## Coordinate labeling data
------
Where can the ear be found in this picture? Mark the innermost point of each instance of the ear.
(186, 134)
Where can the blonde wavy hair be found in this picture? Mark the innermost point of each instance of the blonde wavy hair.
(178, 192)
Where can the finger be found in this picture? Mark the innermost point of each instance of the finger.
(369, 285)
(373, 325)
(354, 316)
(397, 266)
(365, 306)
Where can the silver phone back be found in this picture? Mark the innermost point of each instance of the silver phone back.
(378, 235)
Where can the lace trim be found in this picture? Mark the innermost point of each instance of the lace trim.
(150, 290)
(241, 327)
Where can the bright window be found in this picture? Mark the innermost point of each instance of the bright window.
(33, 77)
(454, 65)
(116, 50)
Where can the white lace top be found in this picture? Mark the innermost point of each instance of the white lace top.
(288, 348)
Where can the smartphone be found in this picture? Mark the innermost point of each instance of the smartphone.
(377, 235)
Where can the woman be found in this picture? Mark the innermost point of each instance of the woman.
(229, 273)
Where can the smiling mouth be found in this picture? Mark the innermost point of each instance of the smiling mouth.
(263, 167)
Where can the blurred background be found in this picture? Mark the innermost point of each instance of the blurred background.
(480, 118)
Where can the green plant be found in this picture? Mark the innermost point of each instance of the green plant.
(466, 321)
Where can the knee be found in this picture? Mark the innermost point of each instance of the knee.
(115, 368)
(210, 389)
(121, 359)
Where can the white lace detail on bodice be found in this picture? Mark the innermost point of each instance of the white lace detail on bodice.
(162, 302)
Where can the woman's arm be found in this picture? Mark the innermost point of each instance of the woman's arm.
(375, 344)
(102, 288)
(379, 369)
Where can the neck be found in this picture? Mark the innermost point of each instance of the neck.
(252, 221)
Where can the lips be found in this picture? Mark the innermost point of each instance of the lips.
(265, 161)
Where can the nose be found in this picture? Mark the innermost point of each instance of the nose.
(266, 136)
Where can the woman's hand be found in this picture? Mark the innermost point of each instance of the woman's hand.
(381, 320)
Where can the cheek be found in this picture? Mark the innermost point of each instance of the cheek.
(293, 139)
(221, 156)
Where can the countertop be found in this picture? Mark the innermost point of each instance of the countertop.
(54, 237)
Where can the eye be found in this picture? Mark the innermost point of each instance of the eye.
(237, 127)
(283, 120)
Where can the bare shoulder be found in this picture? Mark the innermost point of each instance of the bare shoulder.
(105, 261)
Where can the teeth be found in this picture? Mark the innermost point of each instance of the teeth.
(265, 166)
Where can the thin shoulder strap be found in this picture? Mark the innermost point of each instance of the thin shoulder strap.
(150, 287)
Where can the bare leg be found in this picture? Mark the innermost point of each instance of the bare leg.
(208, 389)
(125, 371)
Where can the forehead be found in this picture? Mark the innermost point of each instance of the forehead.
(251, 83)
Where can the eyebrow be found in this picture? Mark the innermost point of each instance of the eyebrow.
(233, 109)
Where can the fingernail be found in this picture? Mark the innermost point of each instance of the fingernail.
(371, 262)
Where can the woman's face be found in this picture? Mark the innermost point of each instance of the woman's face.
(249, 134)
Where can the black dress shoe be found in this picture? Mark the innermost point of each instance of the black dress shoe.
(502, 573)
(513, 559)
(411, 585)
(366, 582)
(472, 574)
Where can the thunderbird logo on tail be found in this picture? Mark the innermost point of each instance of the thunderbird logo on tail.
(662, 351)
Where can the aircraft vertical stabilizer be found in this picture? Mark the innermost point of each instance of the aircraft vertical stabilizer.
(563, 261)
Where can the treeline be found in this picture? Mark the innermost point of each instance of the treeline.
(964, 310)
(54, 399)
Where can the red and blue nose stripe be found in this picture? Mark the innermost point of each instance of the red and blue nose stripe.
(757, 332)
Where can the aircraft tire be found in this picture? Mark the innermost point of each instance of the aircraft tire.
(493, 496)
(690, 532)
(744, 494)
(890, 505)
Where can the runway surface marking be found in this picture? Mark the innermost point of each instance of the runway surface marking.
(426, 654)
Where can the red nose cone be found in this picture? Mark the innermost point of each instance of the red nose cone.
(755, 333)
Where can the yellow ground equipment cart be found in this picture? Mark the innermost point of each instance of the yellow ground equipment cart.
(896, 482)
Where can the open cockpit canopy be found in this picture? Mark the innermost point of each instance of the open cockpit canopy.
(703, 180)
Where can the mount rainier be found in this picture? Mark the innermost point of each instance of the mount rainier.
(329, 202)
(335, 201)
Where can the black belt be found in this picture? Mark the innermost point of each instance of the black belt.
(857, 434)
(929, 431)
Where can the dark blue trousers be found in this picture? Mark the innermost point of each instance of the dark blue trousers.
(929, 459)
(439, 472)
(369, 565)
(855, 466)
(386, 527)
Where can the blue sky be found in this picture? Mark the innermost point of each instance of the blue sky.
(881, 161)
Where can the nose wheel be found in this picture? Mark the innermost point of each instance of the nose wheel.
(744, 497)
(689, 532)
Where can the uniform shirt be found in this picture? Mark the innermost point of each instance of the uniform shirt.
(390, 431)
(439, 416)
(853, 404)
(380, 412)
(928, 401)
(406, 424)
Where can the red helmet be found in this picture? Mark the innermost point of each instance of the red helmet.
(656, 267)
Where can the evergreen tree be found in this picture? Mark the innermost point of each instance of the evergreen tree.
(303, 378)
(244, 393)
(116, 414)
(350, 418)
------
Lay out the lines from the one containing "Where can the evergreen" through the end of the lines as a two-column CSV with the headers request and points. Give one row per request, put each field in quotes, and replace any line breaks with spaces.

## FINISHED EXERCISE
request,points
"Where can the evergreen tree be found in this picture? Mark the innermost point of each instance of the evergreen tree.","(303, 378) (244, 393) (116, 414) (350, 418)"